Instructions to follow >> Which lines in the items below contain the word "helmet"? Gather every such line, treating uppercase and lowercase as different.

=== Stored rows ===

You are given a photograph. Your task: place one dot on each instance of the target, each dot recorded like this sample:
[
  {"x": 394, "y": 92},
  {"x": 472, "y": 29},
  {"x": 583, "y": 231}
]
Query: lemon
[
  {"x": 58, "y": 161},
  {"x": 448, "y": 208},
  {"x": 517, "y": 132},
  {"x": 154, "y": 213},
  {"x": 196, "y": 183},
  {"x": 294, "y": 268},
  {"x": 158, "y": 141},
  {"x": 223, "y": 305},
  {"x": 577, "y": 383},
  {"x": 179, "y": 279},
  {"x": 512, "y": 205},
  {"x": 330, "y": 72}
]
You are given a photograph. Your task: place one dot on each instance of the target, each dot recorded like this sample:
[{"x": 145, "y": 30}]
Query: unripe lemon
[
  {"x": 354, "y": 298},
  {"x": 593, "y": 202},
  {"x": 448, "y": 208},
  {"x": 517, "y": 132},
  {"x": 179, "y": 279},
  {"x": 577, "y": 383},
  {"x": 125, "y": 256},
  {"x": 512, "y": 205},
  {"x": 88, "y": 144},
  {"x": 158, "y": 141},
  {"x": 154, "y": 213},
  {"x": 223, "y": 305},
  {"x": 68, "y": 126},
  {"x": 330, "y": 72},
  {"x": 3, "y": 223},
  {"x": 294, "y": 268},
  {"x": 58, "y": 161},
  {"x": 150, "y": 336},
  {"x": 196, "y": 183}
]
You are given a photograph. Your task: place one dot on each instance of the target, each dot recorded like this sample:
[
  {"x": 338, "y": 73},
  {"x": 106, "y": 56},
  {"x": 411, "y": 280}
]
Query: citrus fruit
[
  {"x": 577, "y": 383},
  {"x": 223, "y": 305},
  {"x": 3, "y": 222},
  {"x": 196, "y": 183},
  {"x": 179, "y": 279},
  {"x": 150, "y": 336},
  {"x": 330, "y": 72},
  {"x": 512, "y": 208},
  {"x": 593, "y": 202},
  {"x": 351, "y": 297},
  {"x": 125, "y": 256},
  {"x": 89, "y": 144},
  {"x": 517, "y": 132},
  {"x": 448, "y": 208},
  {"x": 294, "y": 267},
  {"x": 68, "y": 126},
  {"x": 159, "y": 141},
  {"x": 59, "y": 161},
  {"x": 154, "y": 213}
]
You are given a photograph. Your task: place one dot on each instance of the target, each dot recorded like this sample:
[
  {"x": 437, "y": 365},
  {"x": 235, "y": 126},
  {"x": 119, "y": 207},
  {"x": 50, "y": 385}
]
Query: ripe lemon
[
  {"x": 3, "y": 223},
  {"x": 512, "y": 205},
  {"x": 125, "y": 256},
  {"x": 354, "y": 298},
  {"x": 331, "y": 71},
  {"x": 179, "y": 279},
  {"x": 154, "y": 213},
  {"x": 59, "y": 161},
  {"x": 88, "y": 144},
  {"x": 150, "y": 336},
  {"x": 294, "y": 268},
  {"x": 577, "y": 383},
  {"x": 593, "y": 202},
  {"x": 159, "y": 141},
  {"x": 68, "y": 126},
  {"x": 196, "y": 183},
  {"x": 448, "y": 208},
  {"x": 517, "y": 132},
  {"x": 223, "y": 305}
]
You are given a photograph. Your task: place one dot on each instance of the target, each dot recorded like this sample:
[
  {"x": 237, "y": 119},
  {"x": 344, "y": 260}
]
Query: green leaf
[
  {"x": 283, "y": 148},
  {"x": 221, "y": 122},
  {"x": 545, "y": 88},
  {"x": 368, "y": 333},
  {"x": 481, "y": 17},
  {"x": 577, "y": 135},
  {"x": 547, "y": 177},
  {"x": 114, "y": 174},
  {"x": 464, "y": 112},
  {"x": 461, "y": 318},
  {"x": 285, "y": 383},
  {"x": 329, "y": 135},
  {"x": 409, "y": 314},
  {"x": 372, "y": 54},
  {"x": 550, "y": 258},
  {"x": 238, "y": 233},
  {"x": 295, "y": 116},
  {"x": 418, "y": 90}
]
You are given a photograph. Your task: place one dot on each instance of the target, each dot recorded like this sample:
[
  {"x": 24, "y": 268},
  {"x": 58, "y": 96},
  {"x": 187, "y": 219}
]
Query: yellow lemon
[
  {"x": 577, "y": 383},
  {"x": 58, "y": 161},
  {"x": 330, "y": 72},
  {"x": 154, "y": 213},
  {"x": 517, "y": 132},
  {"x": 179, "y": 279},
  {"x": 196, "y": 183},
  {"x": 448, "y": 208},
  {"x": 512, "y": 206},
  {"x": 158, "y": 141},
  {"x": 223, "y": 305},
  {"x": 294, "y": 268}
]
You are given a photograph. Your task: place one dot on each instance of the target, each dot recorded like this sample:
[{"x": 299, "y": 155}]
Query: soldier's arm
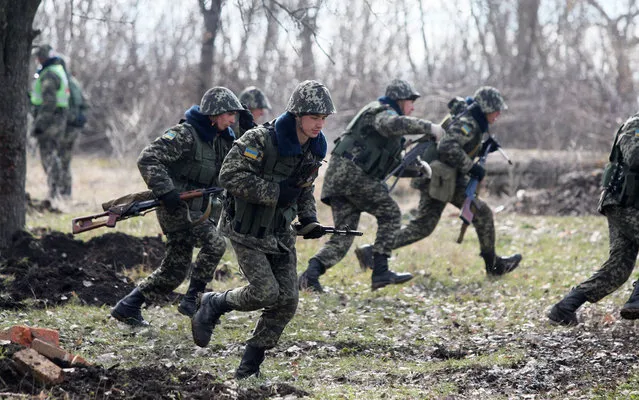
[
  {"x": 241, "y": 170},
  {"x": 46, "y": 112},
  {"x": 388, "y": 123},
  {"x": 155, "y": 159},
  {"x": 629, "y": 143},
  {"x": 450, "y": 147}
]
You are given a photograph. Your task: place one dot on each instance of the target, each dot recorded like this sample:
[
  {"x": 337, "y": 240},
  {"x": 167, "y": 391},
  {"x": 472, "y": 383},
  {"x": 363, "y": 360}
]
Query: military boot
[
  {"x": 210, "y": 307},
  {"x": 630, "y": 310},
  {"x": 497, "y": 266},
  {"x": 564, "y": 312},
  {"x": 187, "y": 306},
  {"x": 129, "y": 309},
  {"x": 382, "y": 276},
  {"x": 251, "y": 361},
  {"x": 365, "y": 256},
  {"x": 309, "y": 280}
]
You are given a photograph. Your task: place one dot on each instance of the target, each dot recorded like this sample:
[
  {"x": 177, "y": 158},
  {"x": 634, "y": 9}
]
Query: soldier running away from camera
[
  {"x": 367, "y": 151},
  {"x": 619, "y": 202},
  {"x": 452, "y": 164},
  {"x": 187, "y": 156},
  {"x": 268, "y": 176}
]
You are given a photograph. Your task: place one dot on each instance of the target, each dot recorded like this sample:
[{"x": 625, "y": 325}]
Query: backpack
[{"x": 77, "y": 103}]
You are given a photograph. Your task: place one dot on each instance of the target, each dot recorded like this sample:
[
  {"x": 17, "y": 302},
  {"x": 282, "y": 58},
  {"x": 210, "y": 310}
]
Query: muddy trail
[{"x": 55, "y": 268}]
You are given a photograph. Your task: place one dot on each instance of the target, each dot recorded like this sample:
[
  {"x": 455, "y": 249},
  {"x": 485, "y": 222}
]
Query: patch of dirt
[
  {"x": 576, "y": 194},
  {"x": 148, "y": 382},
  {"x": 54, "y": 268}
]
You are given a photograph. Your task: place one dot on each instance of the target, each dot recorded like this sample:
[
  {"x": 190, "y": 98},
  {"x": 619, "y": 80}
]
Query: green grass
[{"x": 352, "y": 343}]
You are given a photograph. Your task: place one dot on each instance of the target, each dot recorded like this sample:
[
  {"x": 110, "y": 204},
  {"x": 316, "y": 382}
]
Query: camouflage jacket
[
  {"x": 627, "y": 144},
  {"x": 177, "y": 144},
  {"x": 460, "y": 144},
  {"x": 343, "y": 177},
  {"x": 242, "y": 175}
]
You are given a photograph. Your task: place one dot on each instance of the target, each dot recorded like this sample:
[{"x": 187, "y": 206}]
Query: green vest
[
  {"x": 375, "y": 154},
  {"x": 202, "y": 169},
  {"x": 61, "y": 95},
  {"x": 259, "y": 220}
]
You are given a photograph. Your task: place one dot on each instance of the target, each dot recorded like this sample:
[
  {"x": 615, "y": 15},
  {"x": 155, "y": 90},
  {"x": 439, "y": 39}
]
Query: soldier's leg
[
  {"x": 212, "y": 247},
  {"x": 50, "y": 160},
  {"x": 344, "y": 213},
  {"x": 612, "y": 274},
  {"x": 382, "y": 206},
  {"x": 429, "y": 212}
]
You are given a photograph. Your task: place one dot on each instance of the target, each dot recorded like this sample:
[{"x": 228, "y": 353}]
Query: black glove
[
  {"x": 478, "y": 172},
  {"x": 289, "y": 192},
  {"x": 309, "y": 228},
  {"x": 493, "y": 145},
  {"x": 246, "y": 118},
  {"x": 171, "y": 201}
]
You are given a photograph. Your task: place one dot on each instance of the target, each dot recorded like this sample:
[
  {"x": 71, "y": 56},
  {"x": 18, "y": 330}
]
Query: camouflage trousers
[
  {"x": 429, "y": 212},
  {"x": 56, "y": 149},
  {"x": 272, "y": 287},
  {"x": 347, "y": 211},
  {"x": 623, "y": 226},
  {"x": 177, "y": 262}
]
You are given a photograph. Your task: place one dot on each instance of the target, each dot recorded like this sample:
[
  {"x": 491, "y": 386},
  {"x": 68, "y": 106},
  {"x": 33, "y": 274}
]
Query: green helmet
[
  {"x": 489, "y": 99},
  {"x": 254, "y": 98},
  {"x": 44, "y": 51},
  {"x": 218, "y": 100},
  {"x": 399, "y": 89},
  {"x": 310, "y": 97}
]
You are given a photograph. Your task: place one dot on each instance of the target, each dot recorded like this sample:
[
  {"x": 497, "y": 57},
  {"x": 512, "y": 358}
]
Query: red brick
[{"x": 43, "y": 370}]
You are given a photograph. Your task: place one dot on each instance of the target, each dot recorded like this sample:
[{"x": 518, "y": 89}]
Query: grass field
[{"x": 450, "y": 333}]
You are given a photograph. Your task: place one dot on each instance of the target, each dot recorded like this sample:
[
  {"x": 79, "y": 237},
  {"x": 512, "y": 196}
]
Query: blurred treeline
[{"x": 564, "y": 66}]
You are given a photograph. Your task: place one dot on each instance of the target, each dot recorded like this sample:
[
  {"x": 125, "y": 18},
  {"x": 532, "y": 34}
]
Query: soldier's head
[
  {"x": 311, "y": 104},
  {"x": 256, "y": 101},
  {"x": 403, "y": 93},
  {"x": 43, "y": 53},
  {"x": 491, "y": 102},
  {"x": 221, "y": 105}
]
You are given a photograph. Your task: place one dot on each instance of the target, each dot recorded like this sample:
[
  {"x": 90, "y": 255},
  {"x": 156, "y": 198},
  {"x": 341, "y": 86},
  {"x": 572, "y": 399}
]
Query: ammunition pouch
[{"x": 442, "y": 182}]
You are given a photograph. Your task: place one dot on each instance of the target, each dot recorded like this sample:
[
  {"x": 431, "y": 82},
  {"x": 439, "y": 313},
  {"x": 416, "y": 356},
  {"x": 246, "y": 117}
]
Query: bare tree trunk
[
  {"x": 211, "y": 27},
  {"x": 16, "y": 36}
]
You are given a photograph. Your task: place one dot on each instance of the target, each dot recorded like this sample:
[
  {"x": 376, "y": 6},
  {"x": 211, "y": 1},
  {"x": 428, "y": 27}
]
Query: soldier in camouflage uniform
[
  {"x": 50, "y": 100},
  {"x": 368, "y": 150},
  {"x": 457, "y": 149},
  {"x": 619, "y": 202},
  {"x": 268, "y": 175},
  {"x": 187, "y": 156}
]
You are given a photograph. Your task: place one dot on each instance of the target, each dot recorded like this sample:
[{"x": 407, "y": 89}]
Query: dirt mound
[
  {"x": 55, "y": 268},
  {"x": 577, "y": 193},
  {"x": 149, "y": 382}
]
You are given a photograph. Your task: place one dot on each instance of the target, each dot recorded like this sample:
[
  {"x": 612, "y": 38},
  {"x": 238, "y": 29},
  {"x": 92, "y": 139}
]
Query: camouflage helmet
[
  {"x": 254, "y": 98},
  {"x": 218, "y": 100},
  {"x": 399, "y": 89},
  {"x": 310, "y": 97},
  {"x": 489, "y": 99},
  {"x": 44, "y": 51}
]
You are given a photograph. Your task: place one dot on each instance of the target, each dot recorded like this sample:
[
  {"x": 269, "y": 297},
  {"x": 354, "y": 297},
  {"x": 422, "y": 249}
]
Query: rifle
[
  {"x": 331, "y": 230},
  {"x": 120, "y": 209},
  {"x": 466, "y": 214}
]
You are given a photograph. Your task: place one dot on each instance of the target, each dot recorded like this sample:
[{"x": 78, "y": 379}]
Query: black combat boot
[
  {"x": 365, "y": 256},
  {"x": 497, "y": 266},
  {"x": 251, "y": 361},
  {"x": 564, "y": 312},
  {"x": 128, "y": 310},
  {"x": 210, "y": 307},
  {"x": 187, "y": 306},
  {"x": 382, "y": 276},
  {"x": 309, "y": 280},
  {"x": 630, "y": 310}
]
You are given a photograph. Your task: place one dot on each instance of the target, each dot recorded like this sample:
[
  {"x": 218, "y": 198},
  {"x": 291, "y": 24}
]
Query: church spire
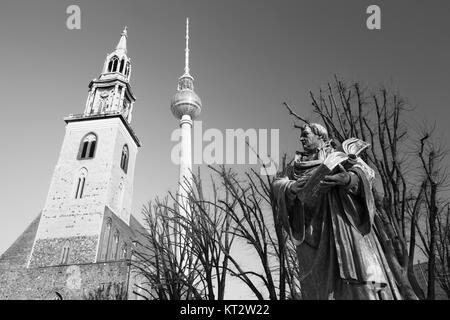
[{"x": 122, "y": 45}]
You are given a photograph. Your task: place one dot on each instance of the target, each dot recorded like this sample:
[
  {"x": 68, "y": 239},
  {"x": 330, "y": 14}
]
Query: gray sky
[{"x": 246, "y": 56}]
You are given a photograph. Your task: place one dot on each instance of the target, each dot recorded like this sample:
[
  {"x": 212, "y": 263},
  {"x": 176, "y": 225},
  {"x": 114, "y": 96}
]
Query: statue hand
[
  {"x": 339, "y": 179},
  {"x": 295, "y": 187}
]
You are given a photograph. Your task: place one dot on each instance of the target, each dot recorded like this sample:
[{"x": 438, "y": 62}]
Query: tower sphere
[{"x": 186, "y": 102}]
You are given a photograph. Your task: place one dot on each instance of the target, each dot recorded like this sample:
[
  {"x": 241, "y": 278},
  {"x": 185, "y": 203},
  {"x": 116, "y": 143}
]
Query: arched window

===

Output for this task >>
Query: green helmet
Query: camouflage helmet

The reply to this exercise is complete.